** begin Exercise input **
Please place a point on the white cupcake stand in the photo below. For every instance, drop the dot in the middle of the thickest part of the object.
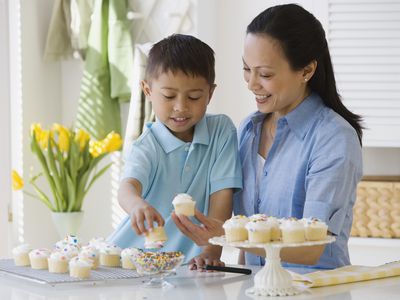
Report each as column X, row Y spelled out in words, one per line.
column 272, row 279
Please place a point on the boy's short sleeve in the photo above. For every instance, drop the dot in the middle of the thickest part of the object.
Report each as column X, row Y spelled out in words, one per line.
column 139, row 164
column 226, row 171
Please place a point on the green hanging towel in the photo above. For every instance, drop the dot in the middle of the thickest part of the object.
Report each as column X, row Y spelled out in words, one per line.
column 108, row 69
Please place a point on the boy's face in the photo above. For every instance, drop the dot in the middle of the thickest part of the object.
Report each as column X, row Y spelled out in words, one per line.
column 179, row 101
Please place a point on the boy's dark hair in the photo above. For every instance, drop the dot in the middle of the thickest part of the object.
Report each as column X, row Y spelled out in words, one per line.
column 180, row 52
column 302, row 39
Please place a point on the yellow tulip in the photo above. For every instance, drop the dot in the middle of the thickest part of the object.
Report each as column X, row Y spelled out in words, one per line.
column 81, row 138
column 63, row 136
column 96, row 148
column 112, row 142
column 17, row 181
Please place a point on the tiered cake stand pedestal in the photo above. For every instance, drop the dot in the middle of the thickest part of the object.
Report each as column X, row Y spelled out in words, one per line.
column 272, row 279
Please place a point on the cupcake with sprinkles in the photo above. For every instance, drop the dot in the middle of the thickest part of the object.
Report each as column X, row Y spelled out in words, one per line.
column 110, row 256
column 148, row 263
column 127, row 257
column 38, row 258
column 92, row 254
column 21, row 255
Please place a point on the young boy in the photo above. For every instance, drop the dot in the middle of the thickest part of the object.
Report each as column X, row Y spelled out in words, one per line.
column 184, row 151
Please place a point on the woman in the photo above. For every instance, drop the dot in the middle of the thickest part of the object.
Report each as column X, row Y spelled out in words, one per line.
column 301, row 151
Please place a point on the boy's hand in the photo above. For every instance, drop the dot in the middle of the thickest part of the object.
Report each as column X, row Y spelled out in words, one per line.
column 200, row 234
column 141, row 212
column 211, row 258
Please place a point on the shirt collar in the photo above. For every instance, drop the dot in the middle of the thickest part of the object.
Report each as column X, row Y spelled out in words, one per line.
column 169, row 142
column 303, row 116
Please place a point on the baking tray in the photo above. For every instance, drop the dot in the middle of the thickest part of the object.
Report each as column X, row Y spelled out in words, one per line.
column 101, row 274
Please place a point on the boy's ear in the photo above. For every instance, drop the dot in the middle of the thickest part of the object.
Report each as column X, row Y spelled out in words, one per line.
column 212, row 89
column 145, row 88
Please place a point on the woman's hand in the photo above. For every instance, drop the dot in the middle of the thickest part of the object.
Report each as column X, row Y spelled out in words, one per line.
column 200, row 234
column 141, row 212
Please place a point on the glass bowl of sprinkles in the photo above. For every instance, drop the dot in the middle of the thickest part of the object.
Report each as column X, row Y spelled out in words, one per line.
column 157, row 265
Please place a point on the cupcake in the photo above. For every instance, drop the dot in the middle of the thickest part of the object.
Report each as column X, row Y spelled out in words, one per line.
column 235, row 229
column 110, row 256
column 292, row 231
column 58, row 262
column 92, row 254
column 259, row 230
column 184, row 205
column 315, row 229
column 79, row 267
column 155, row 239
column 127, row 257
column 21, row 255
column 38, row 258
column 68, row 240
column 97, row 242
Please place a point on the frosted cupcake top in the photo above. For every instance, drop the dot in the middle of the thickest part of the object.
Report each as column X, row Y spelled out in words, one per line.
column 43, row 253
column 97, row 242
column 80, row 262
column 68, row 240
column 182, row 199
column 89, row 252
column 314, row 222
column 58, row 255
column 20, row 249
column 238, row 221
column 292, row 224
column 130, row 252
column 259, row 224
column 111, row 249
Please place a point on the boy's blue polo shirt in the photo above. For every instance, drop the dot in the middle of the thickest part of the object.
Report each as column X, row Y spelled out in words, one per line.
column 311, row 170
column 167, row 166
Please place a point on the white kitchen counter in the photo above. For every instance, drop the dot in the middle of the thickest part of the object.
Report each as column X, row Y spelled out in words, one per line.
column 190, row 285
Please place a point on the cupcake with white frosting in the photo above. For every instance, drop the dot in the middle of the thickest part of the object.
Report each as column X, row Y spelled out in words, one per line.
column 127, row 257
column 79, row 267
column 38, row 258
column 259, row 230
column 58, row 262
column 92, row 254
column 97, row 242
column 68, row 240
column 315, row 229
column 184, row 205
column 235, row 229
column 110, row 256
column 21, row 255
column 292, row 230
column 156, row 238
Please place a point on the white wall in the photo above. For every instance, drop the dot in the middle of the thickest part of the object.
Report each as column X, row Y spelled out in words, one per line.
column 50, row 93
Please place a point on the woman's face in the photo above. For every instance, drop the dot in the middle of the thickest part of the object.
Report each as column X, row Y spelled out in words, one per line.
column 277, row 88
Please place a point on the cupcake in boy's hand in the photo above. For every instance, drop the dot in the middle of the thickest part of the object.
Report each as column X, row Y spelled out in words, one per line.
column 184, row 205
column 155, row 239
column 21, row 255
column 315, row 229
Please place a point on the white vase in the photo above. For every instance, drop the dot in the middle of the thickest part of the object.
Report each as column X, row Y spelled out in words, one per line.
column 67, row 222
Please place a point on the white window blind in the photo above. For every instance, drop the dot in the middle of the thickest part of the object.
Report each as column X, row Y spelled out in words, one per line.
column 364, row 40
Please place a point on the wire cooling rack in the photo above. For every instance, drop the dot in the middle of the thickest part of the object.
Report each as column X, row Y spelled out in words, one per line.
column 102, row 274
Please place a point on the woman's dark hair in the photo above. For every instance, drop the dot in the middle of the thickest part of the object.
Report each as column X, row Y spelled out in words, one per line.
column 302, row 39
column 180, row 52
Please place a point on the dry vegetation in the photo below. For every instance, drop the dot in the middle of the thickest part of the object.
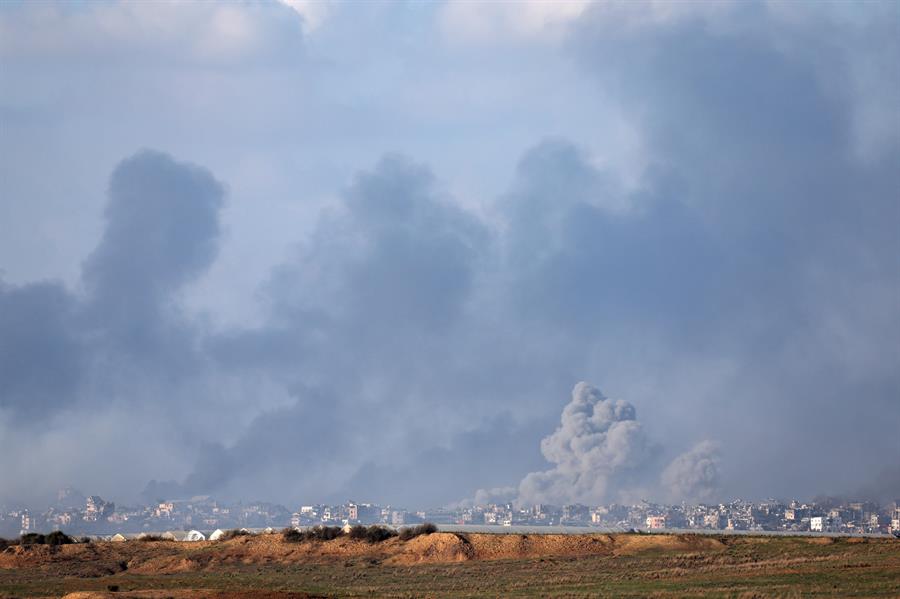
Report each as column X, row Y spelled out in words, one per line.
column 458, row 565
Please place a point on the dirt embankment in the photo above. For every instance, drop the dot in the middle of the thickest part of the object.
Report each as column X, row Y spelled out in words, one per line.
column 164, row 557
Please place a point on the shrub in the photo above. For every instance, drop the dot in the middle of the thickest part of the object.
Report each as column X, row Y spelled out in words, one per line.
column 58, row 537
column 326, row 533
column 292, row 535
column 415, row 531
column 234, row 533
column 377, row 534
column 32, row 538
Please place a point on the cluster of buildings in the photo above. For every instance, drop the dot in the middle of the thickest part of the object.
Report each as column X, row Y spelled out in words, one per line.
column 77, row 514
column 794, row 516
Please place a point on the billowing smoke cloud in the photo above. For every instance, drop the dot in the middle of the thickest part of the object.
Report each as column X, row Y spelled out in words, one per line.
column 694, row 475
column 746, row 264
column 597, row 444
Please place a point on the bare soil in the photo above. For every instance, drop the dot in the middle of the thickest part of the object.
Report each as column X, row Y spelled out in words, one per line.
column 458, row 565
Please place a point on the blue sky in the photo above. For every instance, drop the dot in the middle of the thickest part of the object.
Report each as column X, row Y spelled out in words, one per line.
column 314, row 250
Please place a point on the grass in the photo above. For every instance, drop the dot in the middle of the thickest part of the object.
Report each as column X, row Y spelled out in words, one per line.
column 772, row 567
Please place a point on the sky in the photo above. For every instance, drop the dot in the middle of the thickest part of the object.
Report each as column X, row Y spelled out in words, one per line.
column 440, row 253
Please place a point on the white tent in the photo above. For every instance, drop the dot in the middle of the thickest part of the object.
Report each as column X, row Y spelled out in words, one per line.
column 217, row 534
column 195, row 535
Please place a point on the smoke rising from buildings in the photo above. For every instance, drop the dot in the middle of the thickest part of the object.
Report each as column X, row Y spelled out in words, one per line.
column 597, row 444
column 694, row 475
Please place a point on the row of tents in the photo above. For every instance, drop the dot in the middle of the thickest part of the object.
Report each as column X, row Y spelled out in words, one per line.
column 181, row 535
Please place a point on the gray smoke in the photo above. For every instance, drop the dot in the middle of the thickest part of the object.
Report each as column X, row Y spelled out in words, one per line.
column 694, row 475
column 597, row 442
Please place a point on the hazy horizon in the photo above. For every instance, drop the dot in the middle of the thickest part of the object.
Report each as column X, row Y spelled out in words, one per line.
column 424, row 253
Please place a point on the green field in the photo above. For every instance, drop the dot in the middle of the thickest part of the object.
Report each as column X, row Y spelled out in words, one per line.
column 742, row 567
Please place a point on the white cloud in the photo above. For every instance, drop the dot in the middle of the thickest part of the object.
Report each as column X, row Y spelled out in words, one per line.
column 313, row 12
column 526, row 20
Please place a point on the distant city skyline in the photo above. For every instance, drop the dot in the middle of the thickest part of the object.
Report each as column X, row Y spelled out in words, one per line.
column 77, row 514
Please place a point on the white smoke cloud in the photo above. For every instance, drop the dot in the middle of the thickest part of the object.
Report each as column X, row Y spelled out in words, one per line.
column 597, row 440
column 694, row 475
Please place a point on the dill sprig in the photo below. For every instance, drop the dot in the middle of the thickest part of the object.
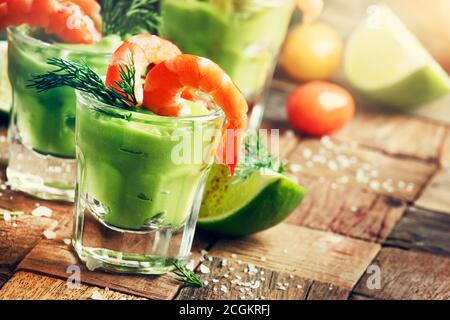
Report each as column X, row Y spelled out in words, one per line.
column 125, row 17
column 80, row 76
column 187, row 277
column 255, row 158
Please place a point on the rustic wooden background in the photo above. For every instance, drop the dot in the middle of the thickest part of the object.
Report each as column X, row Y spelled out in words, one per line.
column 389, row 208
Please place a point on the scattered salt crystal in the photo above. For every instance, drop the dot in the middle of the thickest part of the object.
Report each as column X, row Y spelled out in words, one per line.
column 49, row 234
column 204, row 269
column 97, row 296
column 295, row 168
column 42, row 211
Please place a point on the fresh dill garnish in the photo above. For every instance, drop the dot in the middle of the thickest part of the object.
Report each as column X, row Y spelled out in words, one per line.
column 125, row 17
column 80, row 76
column 187, row 277
column 256, row 157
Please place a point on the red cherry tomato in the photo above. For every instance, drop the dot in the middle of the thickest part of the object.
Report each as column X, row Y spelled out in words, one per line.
column 319, row 108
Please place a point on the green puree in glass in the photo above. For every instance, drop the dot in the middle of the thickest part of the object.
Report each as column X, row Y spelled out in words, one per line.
column 46, row 120
column 243, row 37
column 128, row 169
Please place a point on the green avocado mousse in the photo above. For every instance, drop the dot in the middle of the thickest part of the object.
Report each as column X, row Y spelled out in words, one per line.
column 144, row 150
column 42, row 123
column 242, row 36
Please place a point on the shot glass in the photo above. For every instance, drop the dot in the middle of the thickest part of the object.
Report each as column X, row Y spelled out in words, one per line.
column 42, row 124
column 139, row 185
column 243, row 36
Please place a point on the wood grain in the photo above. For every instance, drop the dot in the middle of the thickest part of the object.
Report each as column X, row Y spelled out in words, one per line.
column 19, row 236
column 393, row 133
column 436, row 195
column 52, row 258
column 222, row 283
column 6, row 272
column 346, row 163
column 31, row 286
column 409, row 275
column 422, row 231
column 312, row 254
column 346, row 210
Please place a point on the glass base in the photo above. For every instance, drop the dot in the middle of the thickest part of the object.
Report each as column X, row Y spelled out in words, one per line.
column 118, row 250
column 43, row 176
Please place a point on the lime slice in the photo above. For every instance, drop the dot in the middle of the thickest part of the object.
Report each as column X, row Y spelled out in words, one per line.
column 387, row 63
column 5, row 86
column 261, row 201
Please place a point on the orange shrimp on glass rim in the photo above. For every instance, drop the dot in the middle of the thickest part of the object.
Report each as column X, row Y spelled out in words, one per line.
column 174, row 77
column 74, row 21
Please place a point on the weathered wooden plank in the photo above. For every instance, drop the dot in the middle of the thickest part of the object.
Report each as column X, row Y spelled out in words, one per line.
column 312, row 254
column 5, row 273
column 423, row 231
column 409, row 275
column 346, row 210
column 436, row 195
column 393, row 133
column 53, row 257
column 31, row 286
column 347, row 163
column 19, row 235
column 238, row 280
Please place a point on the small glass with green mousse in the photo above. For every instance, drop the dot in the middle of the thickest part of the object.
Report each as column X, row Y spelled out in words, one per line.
column 42, row 125
column 242, row 36
column 140, row 183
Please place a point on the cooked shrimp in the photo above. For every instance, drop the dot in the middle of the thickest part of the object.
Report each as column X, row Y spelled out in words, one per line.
column 145, row 50
column 62, row 18
column 167, row 81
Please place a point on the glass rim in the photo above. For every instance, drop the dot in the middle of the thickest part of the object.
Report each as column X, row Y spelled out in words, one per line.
column 89, row 100
column 23, row 36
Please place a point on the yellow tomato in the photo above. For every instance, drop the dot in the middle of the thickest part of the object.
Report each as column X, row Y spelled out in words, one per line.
column 312, row 52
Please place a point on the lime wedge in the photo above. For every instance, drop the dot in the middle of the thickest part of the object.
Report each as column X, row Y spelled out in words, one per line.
column 5, row 86
column 384, row 61
column 240, row 208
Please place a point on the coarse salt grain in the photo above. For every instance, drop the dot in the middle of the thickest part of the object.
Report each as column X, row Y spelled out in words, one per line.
column 49, row 234
column 42, row 212
column 97, row 296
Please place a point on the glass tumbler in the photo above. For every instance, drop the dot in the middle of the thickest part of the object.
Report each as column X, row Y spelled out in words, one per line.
column 243, row 36
column 139, row 185
column 42, row 124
** end Exercise input **
• _Given problem_
Lay out the stretch of records from the start through the line containing "column 179, row 101" as a two-column CSV with the headers text and answer, one row per record. Quote each record's text and its answer as single fields, turn line breaks into spaces, and leave the pictures out.

• _Response_
text,answer
"Please place a point on the white cupcake stand in the photo below. For every instance, drop the dot in the middle of the thickest part of the object. Report each as column X, row Y spelled out in words, one per line.","column 272, row 279"
"Please place a point on the boy's short sleeve in the photo above. For every instance, drop the dot in the middle of the thickest part of the object. Report each as column X, row Y spelled out in words, one per line.","column 139, row 164 column 226, row 171"
"Please place a point on the green hanging towel in the photo above. For every instance, drop the dot in the middle of the thickest part of the object. Report each as column X, row Y spelled out in words, one per line.","column 108, row 69"
"Please place a point on the boy's face in the photo above. For every instance, drop the dot in the middle of the thickest part of the object. Report each as column X, row Y spelled out in words, one per line.","column 179, row 101"